→ **WHAT IS EXPECTED**: Write out the data below exactly, from its first line to the line containing "97), (247, 142)]]", that line included.

** Opening EXERCISE DATA block **

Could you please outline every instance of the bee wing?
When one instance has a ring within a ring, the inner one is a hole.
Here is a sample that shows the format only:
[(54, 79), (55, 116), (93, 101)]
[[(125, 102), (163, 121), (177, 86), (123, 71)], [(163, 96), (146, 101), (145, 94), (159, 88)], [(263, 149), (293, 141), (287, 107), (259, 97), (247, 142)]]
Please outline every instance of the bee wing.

** Closing EXERCISE DATA block **

→ **WORKED SOLUTION**:
Could you please outline every instance of the bee wing?
When one instance has a ring within a ring, the inner one is a hole.
Here is a sample that shows the format only:
[(54, 79), (55, 116), (93, 101)]
[[(125, 102), (163, 121), (177, 86), (123, 71)], [(163, 96), (146, 101), (145, 94), (159, 88)], [(263, 149), (293, 141), (287, 107), (259, 97), (247, 142)]]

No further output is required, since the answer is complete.